▶ **Directions**
Output every line of the entries from the line containing "Guideline: one marker per instance of the side window, placed" through the last, exactly, with no other content.

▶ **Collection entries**
Start of Block

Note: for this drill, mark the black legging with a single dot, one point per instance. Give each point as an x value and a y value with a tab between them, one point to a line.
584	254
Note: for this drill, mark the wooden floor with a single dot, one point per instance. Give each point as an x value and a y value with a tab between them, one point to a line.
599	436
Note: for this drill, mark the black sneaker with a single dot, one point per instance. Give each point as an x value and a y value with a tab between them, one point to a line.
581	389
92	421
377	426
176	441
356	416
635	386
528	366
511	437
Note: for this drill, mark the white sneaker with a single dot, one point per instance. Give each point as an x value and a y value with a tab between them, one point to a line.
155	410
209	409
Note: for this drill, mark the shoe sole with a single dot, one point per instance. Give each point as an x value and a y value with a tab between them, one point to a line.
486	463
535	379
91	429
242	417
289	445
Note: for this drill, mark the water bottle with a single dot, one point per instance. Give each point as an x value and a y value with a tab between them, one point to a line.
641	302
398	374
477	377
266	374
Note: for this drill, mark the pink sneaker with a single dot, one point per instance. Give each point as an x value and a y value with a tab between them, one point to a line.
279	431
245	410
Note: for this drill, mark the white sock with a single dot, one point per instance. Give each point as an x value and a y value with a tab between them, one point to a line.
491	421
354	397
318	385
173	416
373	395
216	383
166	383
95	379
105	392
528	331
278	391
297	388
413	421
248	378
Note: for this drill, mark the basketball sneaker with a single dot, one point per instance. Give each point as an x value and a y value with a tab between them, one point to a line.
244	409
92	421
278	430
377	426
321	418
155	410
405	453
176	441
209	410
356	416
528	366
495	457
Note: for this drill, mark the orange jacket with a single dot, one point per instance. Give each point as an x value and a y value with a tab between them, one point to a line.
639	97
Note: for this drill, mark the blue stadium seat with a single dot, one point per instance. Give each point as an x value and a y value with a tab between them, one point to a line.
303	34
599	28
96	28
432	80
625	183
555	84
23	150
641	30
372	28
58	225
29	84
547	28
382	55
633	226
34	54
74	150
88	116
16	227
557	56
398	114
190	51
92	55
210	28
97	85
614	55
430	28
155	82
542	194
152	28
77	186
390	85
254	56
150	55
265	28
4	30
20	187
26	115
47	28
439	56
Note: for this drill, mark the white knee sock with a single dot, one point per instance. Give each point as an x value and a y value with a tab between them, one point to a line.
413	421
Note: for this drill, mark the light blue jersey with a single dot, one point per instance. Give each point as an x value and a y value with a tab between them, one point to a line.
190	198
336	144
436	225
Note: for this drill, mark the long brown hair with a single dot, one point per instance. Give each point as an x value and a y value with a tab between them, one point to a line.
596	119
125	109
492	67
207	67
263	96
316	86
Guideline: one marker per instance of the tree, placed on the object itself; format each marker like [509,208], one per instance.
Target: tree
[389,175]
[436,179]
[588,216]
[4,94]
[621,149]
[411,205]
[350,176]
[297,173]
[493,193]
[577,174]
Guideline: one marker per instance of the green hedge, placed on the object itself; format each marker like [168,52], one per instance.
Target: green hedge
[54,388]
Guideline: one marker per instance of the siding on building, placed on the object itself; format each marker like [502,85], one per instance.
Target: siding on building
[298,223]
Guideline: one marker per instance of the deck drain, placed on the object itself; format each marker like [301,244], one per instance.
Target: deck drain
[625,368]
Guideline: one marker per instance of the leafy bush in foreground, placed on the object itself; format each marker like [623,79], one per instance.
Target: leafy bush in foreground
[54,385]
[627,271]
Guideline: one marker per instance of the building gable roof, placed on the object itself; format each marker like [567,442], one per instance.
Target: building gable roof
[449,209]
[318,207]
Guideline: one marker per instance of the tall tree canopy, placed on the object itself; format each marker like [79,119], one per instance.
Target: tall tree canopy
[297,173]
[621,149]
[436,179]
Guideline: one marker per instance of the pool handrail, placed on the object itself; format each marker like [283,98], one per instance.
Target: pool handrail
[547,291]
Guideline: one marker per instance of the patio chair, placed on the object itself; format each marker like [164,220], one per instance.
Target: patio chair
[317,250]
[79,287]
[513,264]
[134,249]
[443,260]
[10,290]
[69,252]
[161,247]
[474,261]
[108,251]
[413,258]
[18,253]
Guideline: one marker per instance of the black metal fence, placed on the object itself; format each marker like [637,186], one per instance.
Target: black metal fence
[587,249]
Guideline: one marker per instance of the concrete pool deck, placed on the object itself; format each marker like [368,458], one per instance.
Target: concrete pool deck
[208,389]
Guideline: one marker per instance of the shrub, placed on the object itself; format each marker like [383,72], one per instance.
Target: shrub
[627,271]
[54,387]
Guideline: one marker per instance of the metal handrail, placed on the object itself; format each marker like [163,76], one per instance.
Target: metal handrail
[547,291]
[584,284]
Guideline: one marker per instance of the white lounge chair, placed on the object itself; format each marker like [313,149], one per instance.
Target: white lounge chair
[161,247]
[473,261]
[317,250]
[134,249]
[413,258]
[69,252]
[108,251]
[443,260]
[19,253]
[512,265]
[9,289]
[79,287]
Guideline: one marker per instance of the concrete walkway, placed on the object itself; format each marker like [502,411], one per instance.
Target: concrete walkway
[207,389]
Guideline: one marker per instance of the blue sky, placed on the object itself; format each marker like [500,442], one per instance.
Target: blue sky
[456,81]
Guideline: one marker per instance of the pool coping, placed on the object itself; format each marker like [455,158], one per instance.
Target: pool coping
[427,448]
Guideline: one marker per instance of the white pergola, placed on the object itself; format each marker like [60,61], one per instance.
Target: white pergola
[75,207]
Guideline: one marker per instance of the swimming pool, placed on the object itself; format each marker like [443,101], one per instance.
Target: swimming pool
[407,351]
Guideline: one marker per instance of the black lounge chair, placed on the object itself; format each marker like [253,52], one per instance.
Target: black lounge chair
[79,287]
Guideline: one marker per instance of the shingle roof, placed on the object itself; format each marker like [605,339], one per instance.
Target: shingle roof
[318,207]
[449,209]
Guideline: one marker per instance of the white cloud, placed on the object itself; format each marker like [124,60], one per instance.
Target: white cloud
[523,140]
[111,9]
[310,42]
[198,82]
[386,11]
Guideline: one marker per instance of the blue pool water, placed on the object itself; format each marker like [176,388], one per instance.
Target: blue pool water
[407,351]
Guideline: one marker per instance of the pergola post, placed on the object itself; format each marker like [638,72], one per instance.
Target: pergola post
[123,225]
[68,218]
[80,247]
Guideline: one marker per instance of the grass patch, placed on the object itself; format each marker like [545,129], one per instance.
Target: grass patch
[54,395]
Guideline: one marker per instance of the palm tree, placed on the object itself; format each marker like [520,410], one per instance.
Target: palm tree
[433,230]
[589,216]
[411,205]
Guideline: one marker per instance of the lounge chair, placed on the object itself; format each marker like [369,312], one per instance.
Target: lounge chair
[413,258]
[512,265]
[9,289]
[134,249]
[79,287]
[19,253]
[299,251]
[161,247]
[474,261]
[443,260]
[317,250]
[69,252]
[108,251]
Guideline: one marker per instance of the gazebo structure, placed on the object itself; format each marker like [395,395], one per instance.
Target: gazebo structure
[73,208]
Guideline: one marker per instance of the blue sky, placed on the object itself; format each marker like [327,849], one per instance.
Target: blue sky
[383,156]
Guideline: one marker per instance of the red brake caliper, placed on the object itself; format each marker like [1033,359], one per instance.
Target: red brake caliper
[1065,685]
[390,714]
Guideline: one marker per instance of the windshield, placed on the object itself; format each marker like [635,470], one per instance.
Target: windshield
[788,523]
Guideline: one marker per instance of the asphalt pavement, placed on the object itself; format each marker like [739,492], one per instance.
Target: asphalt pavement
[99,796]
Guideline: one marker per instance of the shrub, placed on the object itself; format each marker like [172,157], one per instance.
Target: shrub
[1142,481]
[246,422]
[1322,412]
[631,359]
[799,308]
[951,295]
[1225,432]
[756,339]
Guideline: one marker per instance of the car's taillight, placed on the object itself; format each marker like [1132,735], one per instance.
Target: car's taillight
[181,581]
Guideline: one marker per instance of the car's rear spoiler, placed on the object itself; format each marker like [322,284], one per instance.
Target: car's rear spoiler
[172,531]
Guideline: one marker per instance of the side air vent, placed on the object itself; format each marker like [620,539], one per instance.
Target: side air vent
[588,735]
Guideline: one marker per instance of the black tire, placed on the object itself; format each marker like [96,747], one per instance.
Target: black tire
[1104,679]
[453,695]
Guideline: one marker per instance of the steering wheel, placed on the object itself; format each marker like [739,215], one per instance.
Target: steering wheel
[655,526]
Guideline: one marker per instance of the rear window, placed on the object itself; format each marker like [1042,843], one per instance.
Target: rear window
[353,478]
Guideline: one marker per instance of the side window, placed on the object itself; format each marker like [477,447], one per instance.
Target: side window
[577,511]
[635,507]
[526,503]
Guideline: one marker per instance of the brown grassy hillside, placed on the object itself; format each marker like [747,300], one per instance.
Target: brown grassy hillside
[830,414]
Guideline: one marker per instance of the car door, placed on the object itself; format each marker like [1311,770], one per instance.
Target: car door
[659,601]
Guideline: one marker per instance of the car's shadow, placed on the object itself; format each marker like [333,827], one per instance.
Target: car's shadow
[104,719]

End of Block

▶ **Exercise result**
Guideline: one marker per instance of the side window, placed on the object itself; format each marker like [477,447], one per instance.
Target: side window
[577,511]
[635,507]
[526,503]
Guideline: one marker per instance of the brown grassy hillside, placed on the object itself; format each marker like [747,300], one per instance.
Target: brown grassy hillside
[830,414]
Guideline: one marker per instance of the car door, placed on the object itself; format each marker like [1311,770], one per instance.
Target: car door
[659,601]
Guideline: one marker per instance of the car's shadow, placed on the object itself; format each marker like [333,827], one per instance.
Target: car's shadow
[104,719]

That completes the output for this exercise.